*** EXTRACTED RECORDS ***

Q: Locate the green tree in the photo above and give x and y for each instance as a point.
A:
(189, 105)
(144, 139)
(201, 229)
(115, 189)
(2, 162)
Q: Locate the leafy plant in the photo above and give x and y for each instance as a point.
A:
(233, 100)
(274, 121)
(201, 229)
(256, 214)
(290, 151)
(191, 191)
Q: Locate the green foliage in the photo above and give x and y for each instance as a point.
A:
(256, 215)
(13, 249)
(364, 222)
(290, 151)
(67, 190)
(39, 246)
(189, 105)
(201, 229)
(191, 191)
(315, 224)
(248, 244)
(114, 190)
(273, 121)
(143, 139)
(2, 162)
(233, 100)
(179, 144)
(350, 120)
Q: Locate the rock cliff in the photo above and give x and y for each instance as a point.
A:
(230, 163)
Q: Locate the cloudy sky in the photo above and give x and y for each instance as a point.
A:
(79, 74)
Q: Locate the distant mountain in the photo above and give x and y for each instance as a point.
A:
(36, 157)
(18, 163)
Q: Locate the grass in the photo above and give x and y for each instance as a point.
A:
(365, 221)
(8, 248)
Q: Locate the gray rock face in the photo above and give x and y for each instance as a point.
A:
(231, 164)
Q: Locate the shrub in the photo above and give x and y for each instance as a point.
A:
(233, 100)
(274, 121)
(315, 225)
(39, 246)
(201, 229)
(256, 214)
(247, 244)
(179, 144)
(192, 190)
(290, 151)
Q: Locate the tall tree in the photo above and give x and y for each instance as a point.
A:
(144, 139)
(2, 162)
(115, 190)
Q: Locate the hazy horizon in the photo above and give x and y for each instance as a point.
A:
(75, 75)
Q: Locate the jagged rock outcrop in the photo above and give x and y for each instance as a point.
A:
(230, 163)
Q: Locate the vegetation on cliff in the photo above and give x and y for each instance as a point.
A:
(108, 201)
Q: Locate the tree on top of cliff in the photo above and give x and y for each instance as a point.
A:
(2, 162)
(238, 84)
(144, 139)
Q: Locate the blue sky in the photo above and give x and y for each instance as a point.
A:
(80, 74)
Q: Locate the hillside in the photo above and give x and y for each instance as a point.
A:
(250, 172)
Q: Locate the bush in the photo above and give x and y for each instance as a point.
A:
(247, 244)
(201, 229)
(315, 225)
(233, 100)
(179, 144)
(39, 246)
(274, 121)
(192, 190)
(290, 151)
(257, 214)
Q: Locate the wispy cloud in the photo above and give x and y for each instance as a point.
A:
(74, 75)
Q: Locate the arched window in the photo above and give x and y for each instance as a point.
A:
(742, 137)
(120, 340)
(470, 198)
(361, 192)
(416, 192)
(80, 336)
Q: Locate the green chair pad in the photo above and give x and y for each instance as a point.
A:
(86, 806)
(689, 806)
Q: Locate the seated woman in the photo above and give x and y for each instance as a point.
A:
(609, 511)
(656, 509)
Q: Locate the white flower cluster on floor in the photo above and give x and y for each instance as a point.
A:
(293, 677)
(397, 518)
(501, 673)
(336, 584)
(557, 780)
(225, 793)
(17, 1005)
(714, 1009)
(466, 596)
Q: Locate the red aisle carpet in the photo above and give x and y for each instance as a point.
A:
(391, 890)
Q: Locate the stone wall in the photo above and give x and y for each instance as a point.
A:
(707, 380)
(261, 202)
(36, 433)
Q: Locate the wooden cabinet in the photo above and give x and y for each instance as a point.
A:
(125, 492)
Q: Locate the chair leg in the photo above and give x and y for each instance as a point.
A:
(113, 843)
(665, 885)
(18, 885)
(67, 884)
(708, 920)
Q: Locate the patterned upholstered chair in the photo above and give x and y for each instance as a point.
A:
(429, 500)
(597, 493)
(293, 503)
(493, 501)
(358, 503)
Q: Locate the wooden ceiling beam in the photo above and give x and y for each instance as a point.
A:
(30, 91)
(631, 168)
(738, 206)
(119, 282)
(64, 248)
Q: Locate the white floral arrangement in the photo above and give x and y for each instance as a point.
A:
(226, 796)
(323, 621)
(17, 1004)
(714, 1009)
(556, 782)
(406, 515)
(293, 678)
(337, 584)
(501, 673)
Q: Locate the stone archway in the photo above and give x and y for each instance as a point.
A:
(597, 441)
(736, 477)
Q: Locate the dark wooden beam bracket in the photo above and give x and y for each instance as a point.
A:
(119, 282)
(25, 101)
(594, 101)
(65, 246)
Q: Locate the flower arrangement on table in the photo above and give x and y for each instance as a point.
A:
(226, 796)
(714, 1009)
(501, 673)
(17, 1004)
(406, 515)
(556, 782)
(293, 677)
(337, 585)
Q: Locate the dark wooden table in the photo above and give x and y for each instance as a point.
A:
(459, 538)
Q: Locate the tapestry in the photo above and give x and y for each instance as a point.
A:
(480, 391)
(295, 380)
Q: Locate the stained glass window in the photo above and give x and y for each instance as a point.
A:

*** End of EXTRACTED RECORDS ***

■ PROBLEM STATEMENT
Looking at the data above, give the number of lines that include "arrangement"; add nothing else.

■ ANSWER TO THE PROBLEM
2